• Problem requirements: Locate each line in the material below that contains the string "water" and copy those lines out in full. Case matters.

• Supplied material:
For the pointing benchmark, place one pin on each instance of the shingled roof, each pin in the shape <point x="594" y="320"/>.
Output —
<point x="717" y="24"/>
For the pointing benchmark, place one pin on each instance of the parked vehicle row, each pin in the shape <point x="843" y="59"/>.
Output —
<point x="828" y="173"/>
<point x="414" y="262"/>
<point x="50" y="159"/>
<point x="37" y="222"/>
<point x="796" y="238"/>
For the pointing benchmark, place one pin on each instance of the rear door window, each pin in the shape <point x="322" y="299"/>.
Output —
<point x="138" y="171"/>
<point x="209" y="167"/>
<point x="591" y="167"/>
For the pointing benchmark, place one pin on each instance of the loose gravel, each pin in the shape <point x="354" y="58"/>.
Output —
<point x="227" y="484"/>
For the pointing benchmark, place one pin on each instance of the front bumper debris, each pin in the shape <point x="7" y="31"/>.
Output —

---

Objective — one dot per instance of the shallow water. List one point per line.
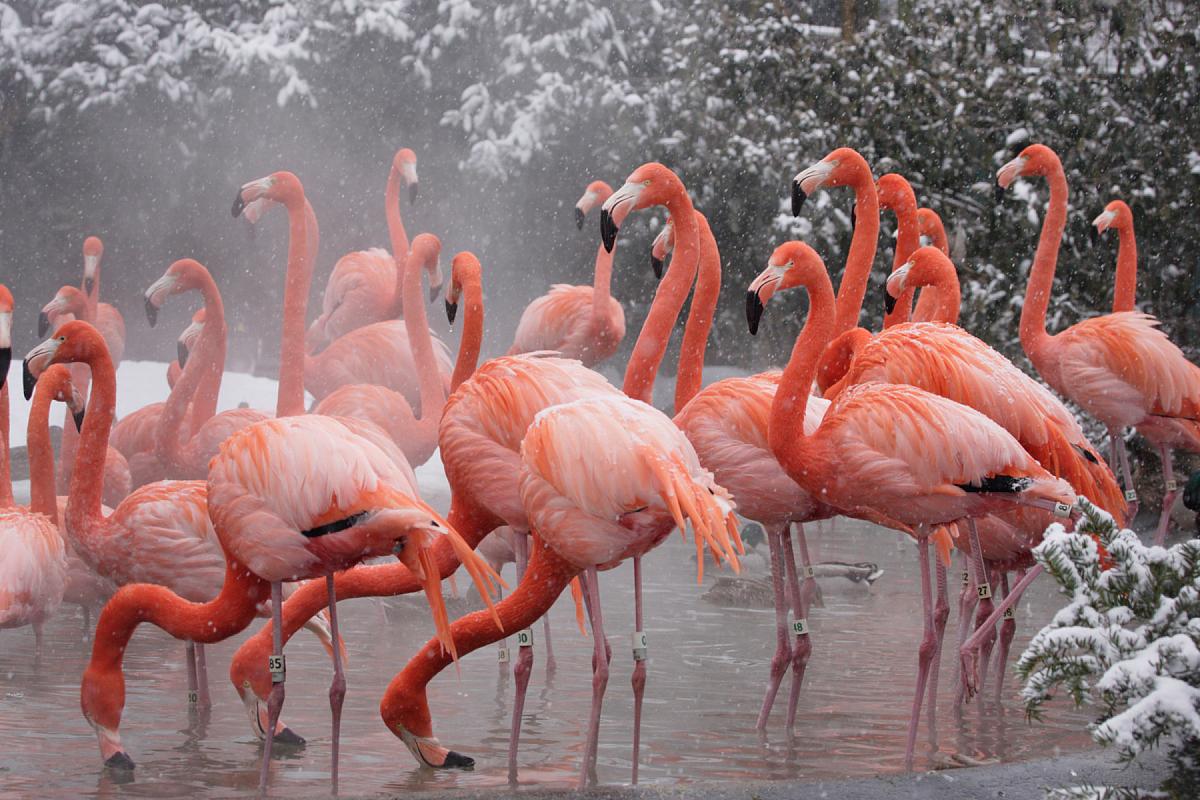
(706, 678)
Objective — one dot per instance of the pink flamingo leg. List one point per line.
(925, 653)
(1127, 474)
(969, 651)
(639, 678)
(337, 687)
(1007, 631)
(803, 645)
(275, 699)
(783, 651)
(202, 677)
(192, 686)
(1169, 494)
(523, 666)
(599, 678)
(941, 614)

==

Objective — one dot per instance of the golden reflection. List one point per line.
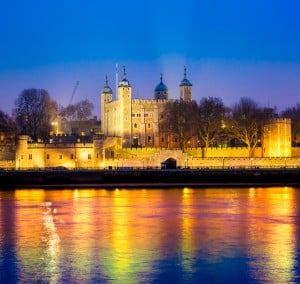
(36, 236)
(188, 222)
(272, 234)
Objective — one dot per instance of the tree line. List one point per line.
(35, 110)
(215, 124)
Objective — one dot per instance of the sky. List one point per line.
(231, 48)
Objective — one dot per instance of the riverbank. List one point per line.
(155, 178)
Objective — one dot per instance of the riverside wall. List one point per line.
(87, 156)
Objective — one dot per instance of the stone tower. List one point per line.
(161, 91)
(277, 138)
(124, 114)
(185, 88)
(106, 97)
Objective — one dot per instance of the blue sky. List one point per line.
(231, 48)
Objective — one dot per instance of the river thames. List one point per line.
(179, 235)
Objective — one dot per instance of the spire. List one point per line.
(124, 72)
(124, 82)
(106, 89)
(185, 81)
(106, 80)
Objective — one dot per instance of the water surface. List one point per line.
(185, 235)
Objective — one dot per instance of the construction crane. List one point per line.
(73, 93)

• Task output:
Objective — one dot per instance of the shallow water. List one point per line.
Objective — one dot per instance of the water surface. List one point per line.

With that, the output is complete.